- **Work to do**:
1. From the breaking-changes list, retype the stretch from "Renamed Database-related flags" through "in opt-in regions.".
2. Extend the list of breaking changes with further items, starting right after its final line.

- **Selected excerpt**:
☆ ☆ ☆ ☆ ☆

Breaking changes:

Added --accept_licenses flag. User have to turn this flag on to acknowledge that PKB may install software thereby accepting license agreements on the user's behalf.
Renamed Database-related flags from managed_db* to db* Added alias for backwards compatibility, might not be supported in the future release.
Require Python 3.9+
The core_os os_type was removed from the Azure provider as the image was deleted,
- It will be replaced by Fedora Core OS if a public image is made available.
The dpb_sparksql_benchmark now requires passing the requested queries with --dpb_sparksql_query_order
AwsVirtualMachine.IMAGE_OWNER has been changed from a string to a list of strings to support images which have multiple owners e.g. AmazonLinux2 in opt-in regions.
Remove Ubuntu1710 from --os_types.
Remove Amazon Linux 1 from --os_types.
Changed redis_memtier_benchmark to use redis version 6 and above. Redis versions less than 6 are no longer supported.
Compressed redis_memtier samples from --memtier_time_series into a few time-to-value dictionaries, greatly reducing the number of samples produced
Make Ubuntu 18 the default os_type.

☆ ☆ ☆ ☆ ☆

(Collected data entries)

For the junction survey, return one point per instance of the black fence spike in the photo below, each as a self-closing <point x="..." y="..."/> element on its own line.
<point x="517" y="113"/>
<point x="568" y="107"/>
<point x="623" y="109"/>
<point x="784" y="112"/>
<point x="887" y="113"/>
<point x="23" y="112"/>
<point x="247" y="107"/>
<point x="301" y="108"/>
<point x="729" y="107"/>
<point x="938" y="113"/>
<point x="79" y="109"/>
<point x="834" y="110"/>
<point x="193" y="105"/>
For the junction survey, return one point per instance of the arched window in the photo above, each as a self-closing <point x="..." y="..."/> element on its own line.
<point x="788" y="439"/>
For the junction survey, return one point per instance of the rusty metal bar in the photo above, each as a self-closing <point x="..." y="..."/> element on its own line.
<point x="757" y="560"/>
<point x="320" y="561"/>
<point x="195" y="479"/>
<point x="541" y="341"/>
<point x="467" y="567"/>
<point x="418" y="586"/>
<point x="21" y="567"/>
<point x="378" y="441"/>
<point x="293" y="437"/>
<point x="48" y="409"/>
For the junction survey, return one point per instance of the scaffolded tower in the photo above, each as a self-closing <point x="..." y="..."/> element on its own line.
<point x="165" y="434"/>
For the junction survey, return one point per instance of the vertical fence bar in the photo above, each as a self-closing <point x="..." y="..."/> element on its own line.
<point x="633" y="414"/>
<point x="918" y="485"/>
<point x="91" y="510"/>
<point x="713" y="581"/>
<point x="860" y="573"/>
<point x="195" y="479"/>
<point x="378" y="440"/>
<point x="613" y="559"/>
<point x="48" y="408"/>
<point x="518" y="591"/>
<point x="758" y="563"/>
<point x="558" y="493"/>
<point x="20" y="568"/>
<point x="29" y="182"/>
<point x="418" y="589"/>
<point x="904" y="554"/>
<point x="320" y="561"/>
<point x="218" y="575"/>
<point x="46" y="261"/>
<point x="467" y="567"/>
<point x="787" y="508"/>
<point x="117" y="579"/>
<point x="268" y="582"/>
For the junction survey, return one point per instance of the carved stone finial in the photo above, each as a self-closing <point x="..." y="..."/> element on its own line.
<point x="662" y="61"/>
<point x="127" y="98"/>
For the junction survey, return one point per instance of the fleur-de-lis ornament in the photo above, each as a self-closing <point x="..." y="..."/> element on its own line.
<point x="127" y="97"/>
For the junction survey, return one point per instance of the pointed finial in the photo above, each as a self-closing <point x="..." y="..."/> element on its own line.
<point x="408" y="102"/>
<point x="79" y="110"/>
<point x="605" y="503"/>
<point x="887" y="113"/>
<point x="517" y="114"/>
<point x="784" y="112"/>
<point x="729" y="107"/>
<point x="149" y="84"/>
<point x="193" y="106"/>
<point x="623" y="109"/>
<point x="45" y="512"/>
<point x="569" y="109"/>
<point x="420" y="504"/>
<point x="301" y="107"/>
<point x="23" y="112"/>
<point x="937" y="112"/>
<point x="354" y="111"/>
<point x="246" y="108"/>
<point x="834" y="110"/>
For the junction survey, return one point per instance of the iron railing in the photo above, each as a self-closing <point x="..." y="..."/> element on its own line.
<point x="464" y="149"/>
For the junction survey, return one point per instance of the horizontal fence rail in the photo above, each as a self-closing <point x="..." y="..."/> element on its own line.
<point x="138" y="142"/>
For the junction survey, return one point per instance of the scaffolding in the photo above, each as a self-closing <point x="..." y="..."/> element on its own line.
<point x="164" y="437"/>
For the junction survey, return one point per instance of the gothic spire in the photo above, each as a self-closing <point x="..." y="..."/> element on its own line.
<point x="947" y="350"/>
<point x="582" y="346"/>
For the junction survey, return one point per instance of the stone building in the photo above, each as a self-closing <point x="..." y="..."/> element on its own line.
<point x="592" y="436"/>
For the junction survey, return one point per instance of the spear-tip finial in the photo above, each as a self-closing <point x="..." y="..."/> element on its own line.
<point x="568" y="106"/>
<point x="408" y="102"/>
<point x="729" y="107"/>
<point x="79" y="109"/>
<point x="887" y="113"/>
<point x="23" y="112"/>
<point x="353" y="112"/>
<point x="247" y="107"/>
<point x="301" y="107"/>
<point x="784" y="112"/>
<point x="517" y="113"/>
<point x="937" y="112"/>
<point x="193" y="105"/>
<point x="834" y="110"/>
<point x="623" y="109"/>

☆ ☆ ☆ ☆ ☆

- **Responses to the exercise**:
1.
Renamed Database-related flags from managed_db* to db* Added alias for backwards compatibility, might not be supported in the future release.
Require Python 3.9+
The core_os os_type was removed from the Azure provider as the image was deleted,
- It will be replaced by Fedora Core OS if a public image is made available.
The dpb_sparksql_benchmark now requires passing the requested queries with --dpb_sparksql_query_order
AwsVirtualMachine.IMAGE_OWNER has been changed from a string to a list of strings to support images which have multiple owners e.g. AmazonLinux2 in opt-in regions.

2.
Deprecate Ubuntu 16 as it is EOL on 2021-05-01.
Switch to Azure CLI to MSAL. This requires updating the CLI to >= 2.30.0.
- See https://docs.microsoft.com/en-us/cli/azure/msal-based-azure-cli
Remove deprecated --eks_zones flags. Use --zones instead.
Deprecate CentOS Linux 8 as it is EOL on 2021-12-31.
--zones and --extra_zones deprecated in favor of --zone.
Deprecate Aerospike_YCSB benchmark.
Remove pkb's --placement_group_style cloud-agnostic values 'cluster'/ 'cluster_if_supported'/'spread'/'spread_if_supported'.
Replace flag --ibm_azone with --ibm_region.
Changed the default benchmark to cluster_boot instead of the standard set. This makes the default behavior for PKB much faster and the standard set of benchmarks was defined many years ago. It's not a reasonable introduction to PKB or something that most people should run by default.
--dpb_export_job_stats is now False by default.
Validate arguments to IssueCommand & RobustRemoteCommand. Replaced force_info_log & suppress_warning parameters with vm_command_log_mode flag, added should_pre_log parameter. Passed stacklevel variable to logging to better distinguish between RemoteCommand call sites. See stacklevel docs: https://docs.python.org/3/library/logging.html#logging.Logger.debug
Remove Dataflow parameter --maxNumWorkers by default and add dataflow_max_worker_count in spec to allow users to set this parameter on their own.
Remove flag fio_write_against_multiple_clients from FIO.
Remove flag benchmark_compatibility_checking.
Drop windows coremark benchmark.
Remove cudnn linux package.
Make Ubuntu 20 the default os_type.
Default --ip_addresses to INTERNAL.
Add multichase_benchmark flag defaults.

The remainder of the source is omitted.